◆ Provided passage:

○ ○ ○ ○

Language description with BNF (and eBNF)

Pedro Reis dos Santos
Universidade de Lisboa
(C)IST, 2022

1. Introduction

The BNF package provides two modules (bnf and ebnf) for grammar descriptions in the BNF and eBNF format, with the same operators. The two descriptions are very similar, and a quoting scheme was introduced in order to allow the definition of any input sequence. The grammar description can be parsed, for integrity check, and then input sequences can be tested to check whether they conform to the given grammar, or not. The processing of each input sequence provides a boolean result (True or False). The input sequence matching is performed by a simple LL parser with backtracking. This implies that not every grammar is accepted, but there is an equivalent LL grammar that can be used to describe the target language. The user must adapt its initial grammar in order to be able to use this tool.

2. Overview

BNF syntax:
  1. non-terminals between <>
  2. rules end at newline \n
  3. assign with ::=
  4. operators:
    • alternative derivations separated by |
    • group items between ()
    • optional items between {} or with postfix ? operator
    • zero or more repetitions with postfix * operator
    • one or more repetitions with postfix + operator
  5. set of terminal values between []: in set [aeiou], not in set [^aeiou] or ranges [a-z]
The BNF compiler uses a LL parser with backtracking:
  1. no left-recursion: <X> ::= <X> ...

○ ○ ○ ○

◆ Supplied material:
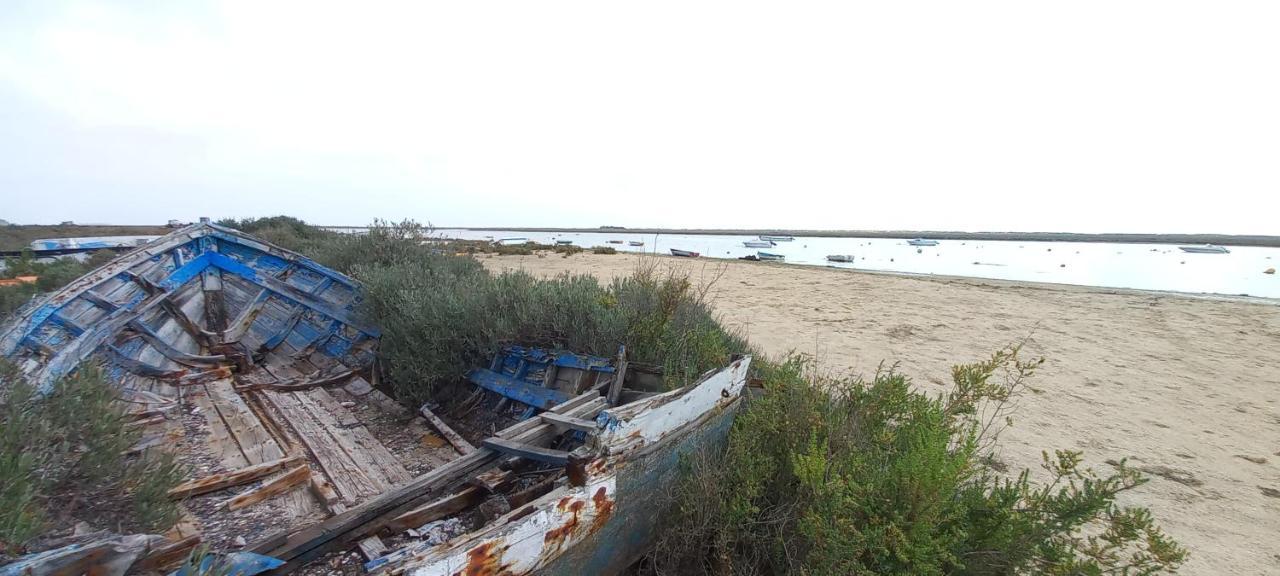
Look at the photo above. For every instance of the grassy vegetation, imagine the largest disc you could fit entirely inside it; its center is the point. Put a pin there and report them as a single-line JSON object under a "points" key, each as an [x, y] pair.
{"points": [[837, 476], [64, 455], [442, 314], [53, 275]]}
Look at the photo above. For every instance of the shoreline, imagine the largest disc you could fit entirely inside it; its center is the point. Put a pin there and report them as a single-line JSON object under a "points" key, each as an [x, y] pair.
{"points": [[1118, 238], [1179, 384]]}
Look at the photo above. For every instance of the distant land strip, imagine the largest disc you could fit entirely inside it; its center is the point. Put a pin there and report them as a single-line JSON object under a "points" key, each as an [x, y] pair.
{"points": [[1225, 240]]}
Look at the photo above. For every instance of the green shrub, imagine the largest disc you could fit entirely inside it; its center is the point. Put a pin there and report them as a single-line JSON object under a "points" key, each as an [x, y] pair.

○ ○ ○ ○

◆ Goal: How would the BNF and eBNF description above go on after "1. no left-recursion: <X> ::= <X> ..."? Continue it from that line.

◆ Right answer:
  2. no a+ a alike sequences
  3. longest rule first: rule <X> ::= a | a b must be replaced by <X> ::= a b | a
  4. special chars <>(){}[]|+*?:= each must be quoted with \
eBNF syntax:
  1. terminal symbols must be quoted between "": "if"
  2. rules end with ; not a newline

3. Parsing language descriptions

Grammar example in BNF for a python tuple of integer literals (tuple.bnf):
<tuple> ::= \( <body> \) | \( \)
<body>  ::= <elem> <num> | <elem>
<elem>  ::= <num> , <elem> | <num> ,
<num>   ::= <dig> <num> | <dig>
<dig>   ::= [0-9]
The tuple example in eBNF becomes (tuple.ebnf):
tuple ::= '(' body ')' | '(' ')' ;
body  ::= elem num | elem ;
elem  ::= num ',' elem | num ',' ;
num   ::= dig num | dig ;
dig   ::= [0-9] ;

4. Matching input sequences

Test if an input sequence matches the above grammar with:
echo -n "(12,34,)" | python3 -m ebnf tuple.ebnf
The printed result should be True or False whether the input sequence is accepted by the grammar, or not, respectively. If the input sequence is store in file (sequence.txt), use it as a second argument:
python3 -m ebnf tuple.ebnf sequence.txt
Note: input sequence must not contain a newline (\n) if grammar does not support it (use echo -n) When no arguments are given, the grammar is read from the terminal and, after a first EOF (End-of-file: ctrl-D in unix or ctrl-Z in windows), the input sequence:
prompt$ python3 -m bnf
<x> ::= a b+ c
input sequence: end with EOF (^D) or use ^D^D to end with no EOL
abbc
True
prompt$
Use the environment DEBUG=1 for a verbose output (DEBUG=2 for a more verbose output):
echo -n "(12,34,)" | DEBUG=1 python3 -m ebnf tuple.ebnf
In interactive mode:
>>> from bnf import grammar, parse
>>> grammar("<x> ::= a b+ c\n")
>>> parse("abbc")